What to do
Please render the stretch of entries from the start through the line containing "point(61, 111)" as a two-column CSV with the headers input and output. Give one row per entry, with the entry's text under input and its answer under output, each in a single quoted field with line breaks turned into spaces.
+ + + + +
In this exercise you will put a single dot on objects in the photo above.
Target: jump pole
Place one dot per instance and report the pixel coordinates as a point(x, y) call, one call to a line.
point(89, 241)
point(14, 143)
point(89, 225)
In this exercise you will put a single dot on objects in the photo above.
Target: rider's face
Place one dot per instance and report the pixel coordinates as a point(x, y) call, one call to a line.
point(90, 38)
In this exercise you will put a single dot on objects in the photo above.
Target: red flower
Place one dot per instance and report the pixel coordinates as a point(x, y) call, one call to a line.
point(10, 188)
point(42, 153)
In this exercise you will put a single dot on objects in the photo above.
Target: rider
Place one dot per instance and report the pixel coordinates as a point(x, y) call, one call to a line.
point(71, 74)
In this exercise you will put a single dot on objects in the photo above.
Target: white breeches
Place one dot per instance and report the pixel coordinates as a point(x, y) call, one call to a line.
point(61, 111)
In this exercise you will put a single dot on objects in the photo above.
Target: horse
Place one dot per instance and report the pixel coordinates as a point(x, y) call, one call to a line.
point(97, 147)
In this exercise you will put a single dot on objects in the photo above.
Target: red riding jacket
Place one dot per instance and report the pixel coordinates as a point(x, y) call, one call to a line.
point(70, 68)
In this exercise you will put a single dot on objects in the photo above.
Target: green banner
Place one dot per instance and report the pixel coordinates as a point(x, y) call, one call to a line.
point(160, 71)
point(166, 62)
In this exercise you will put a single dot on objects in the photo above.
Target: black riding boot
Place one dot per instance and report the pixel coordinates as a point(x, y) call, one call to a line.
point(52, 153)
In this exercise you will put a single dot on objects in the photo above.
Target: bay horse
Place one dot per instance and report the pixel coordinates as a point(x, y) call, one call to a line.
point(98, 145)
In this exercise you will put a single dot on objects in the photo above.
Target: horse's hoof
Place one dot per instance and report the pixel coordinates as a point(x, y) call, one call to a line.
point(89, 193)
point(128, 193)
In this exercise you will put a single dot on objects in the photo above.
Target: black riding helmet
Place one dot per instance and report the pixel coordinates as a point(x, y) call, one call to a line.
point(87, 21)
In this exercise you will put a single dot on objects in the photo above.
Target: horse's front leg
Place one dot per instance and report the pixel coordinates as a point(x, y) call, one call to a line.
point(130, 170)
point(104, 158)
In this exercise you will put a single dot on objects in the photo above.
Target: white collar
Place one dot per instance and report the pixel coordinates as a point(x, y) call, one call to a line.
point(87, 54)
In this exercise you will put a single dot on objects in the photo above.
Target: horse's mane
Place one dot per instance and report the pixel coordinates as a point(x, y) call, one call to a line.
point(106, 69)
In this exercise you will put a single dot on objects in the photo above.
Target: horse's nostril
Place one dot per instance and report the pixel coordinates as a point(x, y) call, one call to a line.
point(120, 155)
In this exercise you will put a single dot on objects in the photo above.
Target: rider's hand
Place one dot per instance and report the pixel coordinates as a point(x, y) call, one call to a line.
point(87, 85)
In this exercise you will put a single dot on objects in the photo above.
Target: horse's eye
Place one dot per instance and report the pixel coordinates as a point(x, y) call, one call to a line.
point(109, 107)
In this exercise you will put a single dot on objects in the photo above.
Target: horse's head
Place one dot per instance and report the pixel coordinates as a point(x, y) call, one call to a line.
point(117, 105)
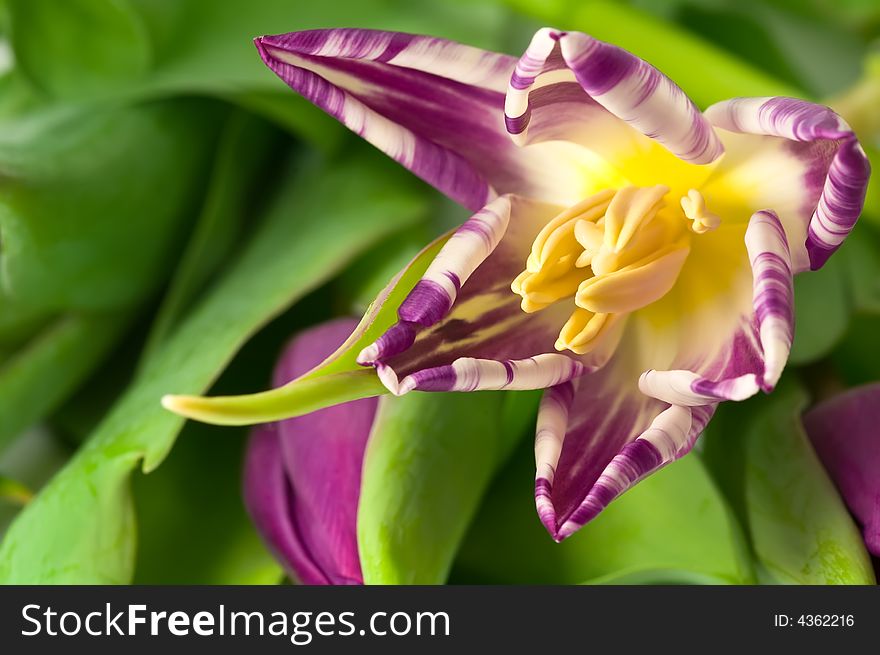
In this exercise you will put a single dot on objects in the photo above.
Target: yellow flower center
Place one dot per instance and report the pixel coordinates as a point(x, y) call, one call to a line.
point(615, 252)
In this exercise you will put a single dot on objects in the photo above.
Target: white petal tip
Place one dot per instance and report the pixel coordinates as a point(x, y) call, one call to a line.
point(368, 356)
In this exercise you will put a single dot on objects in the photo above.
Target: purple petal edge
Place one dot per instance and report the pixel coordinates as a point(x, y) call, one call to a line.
point(844, 433)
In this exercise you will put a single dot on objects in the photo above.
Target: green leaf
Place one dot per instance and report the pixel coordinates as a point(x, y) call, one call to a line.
point(192, 525)
point(73, 48)
point(822, 306)
point(672, 527)
point(336, 380)
point(137, 49)
point(91, 200)
point(861, 256)
point(799, 529)
point(239, 165)
point(429, 459)
point(80, 528)
point(38, 377)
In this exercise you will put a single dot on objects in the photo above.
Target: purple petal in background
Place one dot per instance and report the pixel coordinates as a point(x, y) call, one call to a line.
point(844, 430)
point(302, 476)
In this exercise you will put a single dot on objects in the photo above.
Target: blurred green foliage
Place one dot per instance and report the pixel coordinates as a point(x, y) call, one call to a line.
point(163, 197)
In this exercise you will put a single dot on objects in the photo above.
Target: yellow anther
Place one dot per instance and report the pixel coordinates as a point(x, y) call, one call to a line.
point(694, 206)
point(634, 286)
point(631, 208)
point(581, 332)
point(588, 209)
point(614, 252)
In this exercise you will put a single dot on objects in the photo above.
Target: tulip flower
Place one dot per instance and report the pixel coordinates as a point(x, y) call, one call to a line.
point(302, 475)
point(844, 433)
point(628, 253)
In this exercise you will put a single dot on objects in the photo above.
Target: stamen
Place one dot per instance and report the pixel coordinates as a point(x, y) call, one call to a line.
point(634, 286)
point(614, 252)
point(580, 332)
point(631, 208)
point(694, 206)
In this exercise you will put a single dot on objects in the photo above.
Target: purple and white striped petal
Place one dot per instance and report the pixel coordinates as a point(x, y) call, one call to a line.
point(567, 82)
point(471, 374)
point(597, 436)
point(773, 308)
point(474, 335)
point(433, 105)
point(302, 475)
point(433, 295)
point(835, 176)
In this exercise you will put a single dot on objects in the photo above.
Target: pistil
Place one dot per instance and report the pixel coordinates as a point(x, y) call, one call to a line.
point(613, 253)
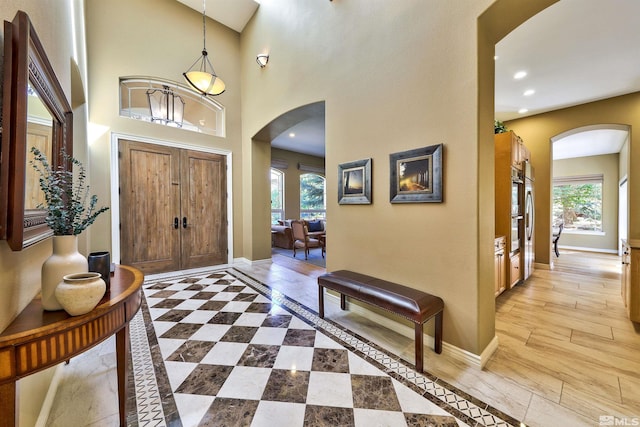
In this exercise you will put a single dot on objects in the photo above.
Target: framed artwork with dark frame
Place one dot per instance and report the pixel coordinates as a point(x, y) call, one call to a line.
point(416, 175)
point(354, 183)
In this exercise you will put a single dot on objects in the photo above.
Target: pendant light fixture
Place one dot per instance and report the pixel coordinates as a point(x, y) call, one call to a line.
point(201, 75)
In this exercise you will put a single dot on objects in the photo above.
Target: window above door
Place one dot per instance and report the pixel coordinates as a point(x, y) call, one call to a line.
point(168, 103)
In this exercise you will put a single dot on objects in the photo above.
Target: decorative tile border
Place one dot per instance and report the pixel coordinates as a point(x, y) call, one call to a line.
point(466, 408)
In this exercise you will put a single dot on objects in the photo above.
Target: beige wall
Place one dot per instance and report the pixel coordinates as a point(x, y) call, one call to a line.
point(607, 166)
point(292, 178)
point(537, 132)
point(158, 38)
point(405, 76)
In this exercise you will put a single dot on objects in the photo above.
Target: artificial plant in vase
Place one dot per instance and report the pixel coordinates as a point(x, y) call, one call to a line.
point(70, 210)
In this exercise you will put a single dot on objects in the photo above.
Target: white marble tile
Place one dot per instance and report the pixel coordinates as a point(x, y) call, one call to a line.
point(192, 408)
point(294, 358)
point(225, 353)
point(210, 332)
point(273, 336)
point(370, 418)
point(245, 382)
point(270, 414)
point(330, 389)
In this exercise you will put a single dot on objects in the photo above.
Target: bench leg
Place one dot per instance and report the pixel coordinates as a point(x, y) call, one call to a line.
point(438, 333)
point(419, 347)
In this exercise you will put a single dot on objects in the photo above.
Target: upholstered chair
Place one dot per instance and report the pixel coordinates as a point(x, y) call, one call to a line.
point(301, 240)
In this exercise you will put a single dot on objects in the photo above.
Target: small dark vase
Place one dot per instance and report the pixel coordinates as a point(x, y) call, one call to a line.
point(100, 262)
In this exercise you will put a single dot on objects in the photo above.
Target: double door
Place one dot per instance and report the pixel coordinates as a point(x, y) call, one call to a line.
point(173, 208)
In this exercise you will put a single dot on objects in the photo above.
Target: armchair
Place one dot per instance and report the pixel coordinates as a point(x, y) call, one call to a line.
point(301, 239)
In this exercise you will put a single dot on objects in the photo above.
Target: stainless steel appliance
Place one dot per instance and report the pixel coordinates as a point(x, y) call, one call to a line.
point(516, 211)
point(529, 220)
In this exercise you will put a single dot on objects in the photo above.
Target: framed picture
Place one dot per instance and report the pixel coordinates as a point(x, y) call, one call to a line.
point(416, 175)
point(354, 183)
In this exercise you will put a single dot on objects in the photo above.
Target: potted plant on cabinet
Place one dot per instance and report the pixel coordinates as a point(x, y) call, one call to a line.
point(70, 210)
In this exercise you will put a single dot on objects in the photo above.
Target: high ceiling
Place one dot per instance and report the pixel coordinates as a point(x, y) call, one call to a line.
point(575, 51)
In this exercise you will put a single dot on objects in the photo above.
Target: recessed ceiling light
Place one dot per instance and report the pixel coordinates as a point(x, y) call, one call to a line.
point(520, 75)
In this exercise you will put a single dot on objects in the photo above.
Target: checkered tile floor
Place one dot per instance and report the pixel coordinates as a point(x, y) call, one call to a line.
point(219, 348)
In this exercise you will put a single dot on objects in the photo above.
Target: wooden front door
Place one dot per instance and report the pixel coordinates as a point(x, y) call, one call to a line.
point(173, 210)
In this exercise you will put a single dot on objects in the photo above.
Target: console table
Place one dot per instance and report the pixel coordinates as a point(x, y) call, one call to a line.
point(39, 339)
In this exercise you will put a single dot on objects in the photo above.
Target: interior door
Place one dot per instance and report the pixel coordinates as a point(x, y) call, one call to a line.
point(149, 206)
point(172, 207)
point(204, 209)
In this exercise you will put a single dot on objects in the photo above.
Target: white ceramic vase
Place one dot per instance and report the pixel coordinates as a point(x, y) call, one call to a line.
point(79, 293)
point(65, 260)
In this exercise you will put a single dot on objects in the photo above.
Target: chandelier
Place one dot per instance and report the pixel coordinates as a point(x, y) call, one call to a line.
point(201, 75)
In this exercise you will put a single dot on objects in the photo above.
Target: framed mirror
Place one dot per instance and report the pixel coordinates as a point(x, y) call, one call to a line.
point(35, 113)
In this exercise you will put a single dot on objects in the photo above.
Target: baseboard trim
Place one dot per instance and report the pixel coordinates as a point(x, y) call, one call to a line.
point(47, 404)
point(448, 350)
point(582, 249)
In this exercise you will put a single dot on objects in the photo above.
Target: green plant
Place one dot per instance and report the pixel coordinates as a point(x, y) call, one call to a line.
point(70, 209)
point(499, 127)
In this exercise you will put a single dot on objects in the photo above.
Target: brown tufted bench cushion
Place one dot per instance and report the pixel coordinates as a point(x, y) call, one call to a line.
point(409, 303)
+ + + + +
Task result
input,output
"In this exercise you will put a single dot on objects in the photo above. Target: jump pole Place one dot per instance and report the pixel coordinates as a point(x, y) call, one call to a line.","point(89, 241) point(14, 143) point(89, 225)"
"In this exercise you will put a single dot on objects in the photo above. Target: rider's face Place one dot per instance and report the pixel coordinates as a point(x, y) call, one call to a line.","point(90, 38)"
"In this exercise you will put a single dot on objects in the photo above. Target: red flower Place one dot per instance and report the pixel coordinates as a point(x, y) call, one call to a line.","point(10, 188) point(42, 153)"
"In this exercise you will put a single dot on objects in the photo above. Target: rider Place one dot per instance and report the pixel coordinates as a point(x, y) call, one call to a line.","point(71, 74)"
"In this exercise you will put a single dot on objects in the photo above. Target: white breeches Place one dot per instance and report the pixel coordinates as a point(x, y) call, one call to a line.","point(61, 111)"